#### GIVEN REQUEST:
Pictures do not belong in the copy. Return all of the entries exactly.

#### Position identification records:
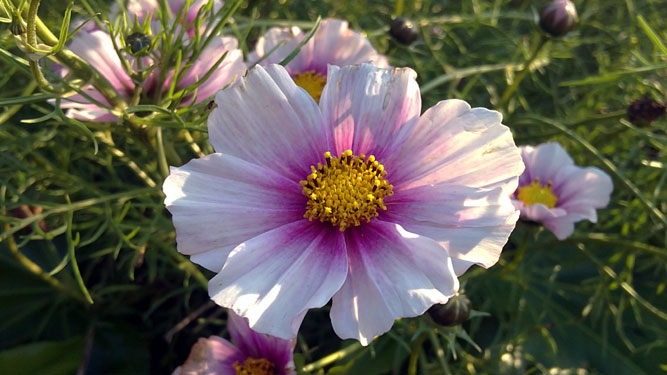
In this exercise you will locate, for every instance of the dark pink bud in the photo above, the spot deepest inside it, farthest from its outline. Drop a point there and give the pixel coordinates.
(558, 18)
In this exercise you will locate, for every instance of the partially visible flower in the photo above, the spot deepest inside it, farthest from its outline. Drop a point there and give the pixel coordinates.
(558, 193)
(97, 49)
(360, 199)
(645, 111)
(333, 44)
(251, 353)
(404, 30)
(558, 18)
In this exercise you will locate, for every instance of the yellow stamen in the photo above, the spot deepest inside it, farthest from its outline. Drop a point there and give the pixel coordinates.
(536, 193)
(254, 366)
(346, 190)
(312, 82)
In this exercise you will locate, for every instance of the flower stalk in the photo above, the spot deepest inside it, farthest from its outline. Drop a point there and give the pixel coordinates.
(524, 72)
(37, 29)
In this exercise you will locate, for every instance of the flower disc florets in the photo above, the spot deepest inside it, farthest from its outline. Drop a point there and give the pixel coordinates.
(253, 366)
(346, 190)
(537, 193)
(311, 81)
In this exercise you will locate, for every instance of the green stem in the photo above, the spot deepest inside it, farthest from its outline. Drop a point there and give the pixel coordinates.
(76, 65)
(526, 69)
(331, 358)
(37, 270)
(414, 355)
(439, 352)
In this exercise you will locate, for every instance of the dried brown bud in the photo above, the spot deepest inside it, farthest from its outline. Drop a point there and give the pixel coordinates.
(558, 18)
(645, 111)
(454, 312)
(404, 30)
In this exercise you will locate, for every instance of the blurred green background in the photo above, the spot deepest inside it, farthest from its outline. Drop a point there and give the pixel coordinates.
(593, 304)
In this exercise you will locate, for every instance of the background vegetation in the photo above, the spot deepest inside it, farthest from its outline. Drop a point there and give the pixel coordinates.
(94, 284)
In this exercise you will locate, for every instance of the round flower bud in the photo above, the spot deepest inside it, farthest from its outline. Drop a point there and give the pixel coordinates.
(16, 27)
(454, 312)
(138, 42)
(645, 111)
(404, 30)
(558, 18)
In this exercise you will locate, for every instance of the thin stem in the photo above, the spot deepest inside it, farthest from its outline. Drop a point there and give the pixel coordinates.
(37, 270)
(526, 69)
(331, 358)
(439, 352)
(414, 355)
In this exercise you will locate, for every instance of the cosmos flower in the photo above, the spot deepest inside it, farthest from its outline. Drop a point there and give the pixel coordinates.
(251, 354)
(333, 44)
(96, 48)
(557, 193)
(358, 199)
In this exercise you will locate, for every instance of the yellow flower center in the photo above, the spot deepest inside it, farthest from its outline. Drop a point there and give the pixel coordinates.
(536, 193)
(254, 366)
(312, 82)
(346, 190)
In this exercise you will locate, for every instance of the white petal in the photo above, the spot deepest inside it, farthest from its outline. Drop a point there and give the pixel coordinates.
(219, 201)
(371, 109)
(455, 144)
(473, 224)
(274, 278)
(392, 274)
(268, 120)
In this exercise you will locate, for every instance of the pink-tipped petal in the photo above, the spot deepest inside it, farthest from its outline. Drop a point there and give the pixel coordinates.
(473, 224)
(392, 274)
(372, 110)
(274, 278)
(211, 356)
(258, 345)
(456, 144)
(335, 44)
(268, 120)
(230, 68)
(219, 201)
(579, 191)
(543, 162)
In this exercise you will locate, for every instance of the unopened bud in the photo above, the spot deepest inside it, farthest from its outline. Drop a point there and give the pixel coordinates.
(558, 18)
(454, 312)
(645, 111)
(138, 42)
(404, 30)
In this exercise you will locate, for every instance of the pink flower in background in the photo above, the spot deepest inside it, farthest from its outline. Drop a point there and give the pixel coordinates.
(333, 44)
(358, 199)
(556, 192)
(97, 49)
(251, 353)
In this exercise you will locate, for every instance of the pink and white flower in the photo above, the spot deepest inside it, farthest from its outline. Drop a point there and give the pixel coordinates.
(96, 48)
(333, 44)
(557, 193)
(359, 199)
(251, 352)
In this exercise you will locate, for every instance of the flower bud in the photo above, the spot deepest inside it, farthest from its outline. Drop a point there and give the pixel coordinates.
(16, 27)
(558, 18)
(645, 111)
(138, 42)
(404, 30)
(454, 312)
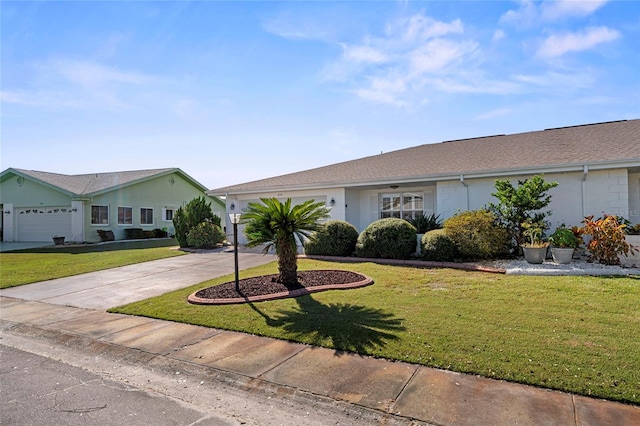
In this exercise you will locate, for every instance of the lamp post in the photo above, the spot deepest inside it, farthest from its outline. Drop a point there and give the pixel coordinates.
(235, 219)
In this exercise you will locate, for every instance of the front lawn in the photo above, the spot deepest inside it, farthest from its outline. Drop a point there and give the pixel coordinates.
(29, 266)
(575, 334)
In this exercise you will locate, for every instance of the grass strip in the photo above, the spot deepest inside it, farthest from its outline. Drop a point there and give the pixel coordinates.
(24, 267)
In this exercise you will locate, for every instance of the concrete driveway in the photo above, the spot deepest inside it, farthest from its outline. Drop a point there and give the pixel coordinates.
(126, 284)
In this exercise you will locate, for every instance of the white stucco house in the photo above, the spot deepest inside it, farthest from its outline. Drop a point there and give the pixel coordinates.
(37, 205)
(597, 167)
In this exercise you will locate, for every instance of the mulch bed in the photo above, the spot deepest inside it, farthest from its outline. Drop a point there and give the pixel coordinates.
(265, 287)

#### ANSWER FOR THE TASK:
In this exercise you will locate, for every instance of the dark pink bud in the photo above, the spot deepest inside it, farthest from its outline. Drop a point there and give the pixel coordinates.
(558, 18)
In this exercise you will locate, for every instance of the partially visible flower in the photo above, the spot deepest inside it, farthest from its outline. Drop a point there and give the pixel coordinates.
(558, 193)
(97, 49)
(360, 199)
(645, 111)
(333, 44)
(251, 353)
(404, 30)
(558, 18)
In this exercise you will locate, for every instance of the yellow stamen in the photo above, the spot deepest inside it, farthest from its outline. Drop a point there and give the pixel coordinates.
(536, 193)
(254, 366)
(346, 190)
(312, 82)
In this exercise you will locate, for every instance of the flower stalk in the photo above, the spot deepest inside it, farthest from its outline. Drop a point there and give the pixel coordinates.
(524, 72)
(37, 29)
In this exercise you will locate, for every instance of the flower disc florets in the photo above, the spot deepest inside it, farthest from its outline. Drop a point there and give the pixel coordinates.
(253, 366)
(346, 190)
(537, 193)
(311, 81)
In this exercise you will locate, for every instance of the green stem in the photo above, the spot deepest inside it, farthest from its outline. Drop a point there and give the pixel coordinates.
(76, 65)
(526, 69)
(331, 358)
(37, 270)
(414, 355)
(439, 352)
In this exercise you will locate, for every instance of the dried brown bud in the photo above, the spot deepest inside it, farthest from its outline. Drop a point there and give the pixel coordinates.
(558, 18)
(645, 111)
(454, 312)
(404, 30)
In this exercise you will locate, for every instance of the blurred green background in the photo above, the spot deepest inside it, farthest from its outline. Drop a point there and give the pixel coordinates.
(593, 304)
In this exercise you will locate, for every instance of the background vegetation in the photo above, the spot deepest inside it, farthest from its outline. Drop a point there and give the pixel coordinates.
(94, 284)
In this exercise you will locate, for every instance of the round flower bud in the photo above, the spot deepest inside it, farthest from its outline. Drop a point there and give the pixel coordinates.
(16, 27)
(454, 312)
(138, 42)
(645, 111)
(404, 30)
(558, 18)
In this exercise you will locate, for every instance of the thin stem in the photo above, the spot deepest inside it, farthest from its outline. Drop a point there and give the pixel coordinates.
(37, 270)
(526, 69)
(331, 358)
(439, 352)
(414, 355)
In this exercise you will locate, for every instance of the cosmos flower in the photo above, the spot deepest inside it, farthest from its outline. Drop a point there and give the pixel coordinates.
(251, 354)
(333, 44)
(96, 48)
(557, 193)
(358, 199)
In this exercise you will locate, for every instance of the yellow flower center in the photo above, the spot deepest inside it, farthest from its outline. Drop a point there and give the pixel coordinates.
(536, 193)
(254, 366)
(312, 82)
(346, 190)
In this exercise you will locate, for every instance of the white petal in the photo above, the spot deepest inside it, farthest from its outline. Drop a point there and give the pixel coordinates.
(219, 201)
(371, 109)
(455, 144)
(473, 224)
(274, 278)
(392, 274)
(268, 120)
In this exercise you will locate, for every instance of the pink-tipped petal in the photo above, the spot deepest inside it, farthest from its outline. Drop a point there and give the pixel coordinates.
(473, 224)
(392, 274)
(372, 110)
(274, 278)
(211, 356)
(258, 345)
(456, 144)
(335, 44)
(268, 120)
(230, 68)
(219, 201)
(579, 191)
(543, 162)
In this exercise you will locate, for every instance of the unopened bud in the photo above, the spot deepest inside it, farthest from its outline. Drop a point there and give the pixel coordinates.
(558, 18)
(454, 312)
(645, 111)
(138, 42)
(404, 30)
In this exercise you will locate, for every instance of the pink flower in background in the photo above, the spot deepest inside it, farthest from its outline. Drop a point there and give the pixel coordinates.
(333, 44)
(358, 199)
(556, 192)
(97, 49)
(251, 353)
In this exercise you will locate, for every instance of the pink and white flower in the photo above, the spot deepest inside it, farthest from its outline. Drop a point there and give the pixel coordinates.
(96, 48)
(333, 44)
(557, 193)
(359, 199)
(251, 352)
In this exercise you will locate, for every instance of the flower bud in the photo above, the spot deepest inside it, farthest from its outline. Drop a point there and give the pixel coordinates.
(16, 27)
(558, 18)
(645, 111)
(138, 42)
(404, 30)
(454, 312)
In this exercise you will locate, for every instance of the lamp post in the photo above, the spot deepest inside it, farthest from its outline. Drop a point there and give the pixel coordinates.
(235, 219)
In this exercise you will locate, for every instance of the front lawn in the photo above, the spot deepest inside it, farthest from its outline. Drop a point there and give the pixel coordinates.
(29, 266)
(575, 334)
In this exercise you will locate, for every instance of the grass strip in the photo above, the spot deepest inside it, farthest from its outline. Drop a point there and give the pixel coordinates.
(24, 267)
In this exercise you will locate, for every instance of the concrete driveway in the photo above, the spot deepest inside it, farthest from its outline. Drop a point there and give the pixel coordinates.
(126, 284)
In this exercise you will locate, for every instance of the white stucco house in the photo above, the spot deepest inside it, farthest from its outline. Drop a point there and give the pixel coordinates.
(37, 205)
(597, 167)
In this exercise you will locate, for every instance of the mulch bed in the photo above, the spot deepest inside it, farthest from its outline. Drop a point there and give the pixel coordinates.
(265, 287)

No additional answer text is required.